[Text provided Boundary: Start]

1. A significant positive gene dose-dependent effect was observed for ear swelling following local application of DNFB. Ear thickness was measured at 24, 48 and 72 h following DNFB treatment in mice that had been sensitized by DNFB pre-treatment (mean ± SEM; Df11(1)/+, N = 22; WT, N = 42; Dp11(1)/+, N = 20; *p < 0.05, ***p < 0.001).

2. A significant positive gene dose-dependent effect was observed for the fraction of cultured naïve splenic T cells (Th0 cells) immunostaining for intracellular IL-17 (N = 4).

3. Quantitative real-time PCR revealed a positive gene dose-dependent effect on IL-17 mRNA expression in Th0 cells cultured for 5 days and stimulated acutely with cytokines. Data represents fold change compared to WT animals. N = 2 for each genotype.

4. The gene dose-dependent effect on fraction of IL-17+ T cells was occluded in cytokine-induced polarized T cells (Th17 cells, mean ± SEM, N = 4).

Figure 7. Metabolic parameters

1. A. Normal body weight in Df11(1)/+ and Dp11(1)/+ mice 4, 7, 10 and 13 weeks after initiation of high-fat diet (mean ± SEM; Df11(1)/+, N = 14; WT, N = 18; Dp11(1)/+ N = 11).

2. B. Significant negative gene dose-dependent effect on fasted blood glucose concentration in mice on normal (week 15), but not after 15 weeks of high-fat diet treatment (week 30).

3. C. Significant negative gene dose-dependent effect on glucose clearance following intra-peritoneal dextrose challenge after high-fat diet treatment for 15 weeks (AUC = area under the curve; Df11(1)/+, N = 20; WT, N = 36; Dp11(1)/+, N = 15 Controls were age-matched mice on a normal diet: Df11(1)/+, N = 7; WT, N = 19; Dp11(1)/+, N = 11 *p < 0.05).

[Text provided Boundary: End]

Can you reproduce the figure legends above on gene dose effects and metabolic parameters word for word?

[Data provided Boundary: Start]

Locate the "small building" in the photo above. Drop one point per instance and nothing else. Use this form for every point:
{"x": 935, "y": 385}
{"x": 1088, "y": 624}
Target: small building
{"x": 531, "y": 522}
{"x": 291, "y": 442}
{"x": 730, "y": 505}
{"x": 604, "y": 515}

[Data provided Boundary: End]

--- Expected answer ---
1. A significant positive gene dose-dependent effect was observed for ear swelling following local application of DNFB. Ear thickness was measured at 24, 48 and 72 h following DNFB treatment in mice that had been sensitized by DNFB pre-treatment (mean ± SEM; Df11(1)/+, N = 22; WT, N = 42; Dp11(1)/+, N = 20; *p < 0.05, ***p < 0.001).

2. A significant positive gene dose-dependent effect was observed for the fraction of cultured naïve splenic T cells (Th0 cells) immunostaining for intracellular IL-17 (N = 4).

3. Quantitative real-time PCR revealed a positive gene dose-dependent effect on IL-17 mRNA expression in Th0 cells cultured for 5 days and stimulated acutely with cytokines. Data represents fold change compared to WT animals. N = 2 for each genotype.

4. The gene dose-dependent effect on fraction of IL-17+ T cells was occluded in cytokine-induced polarized T cells (Th17 cells, mean ± SEM, N = 4).

Figure 7. Metabolic parameters

1. A. Normal body weight in Df11(1)/+ and Dp11(1)/+ mice 4, 7, 10 and 13 weeks after initiation of high-fat diet (mean ± SEM; Df11(1)/+, N = 14; WT, N = 18; Dp11(1)/+ N = 11).

2. B. Significant negative gene dose-dependent effect on fasted blood glucose concentration in mice on normal (week 15), but not after 15 weeks of high-fat diet treatment (week 30).

3. C. Significant negative gene dose-dependent effect on glucose clearance following intra-peritoneal dextrose challenge after high-fat diet treatment for 15 weeks (AUC = area under the curve; Df11(1)/+, N = 20; WT, N = 36; Dp11(1)/+, N = 15 Controls were age-matched mice on a normal diet: Df11(1)/+, N = 7; WT, N = 19; Dp11(1)/+, N = 11 *p < 0.05).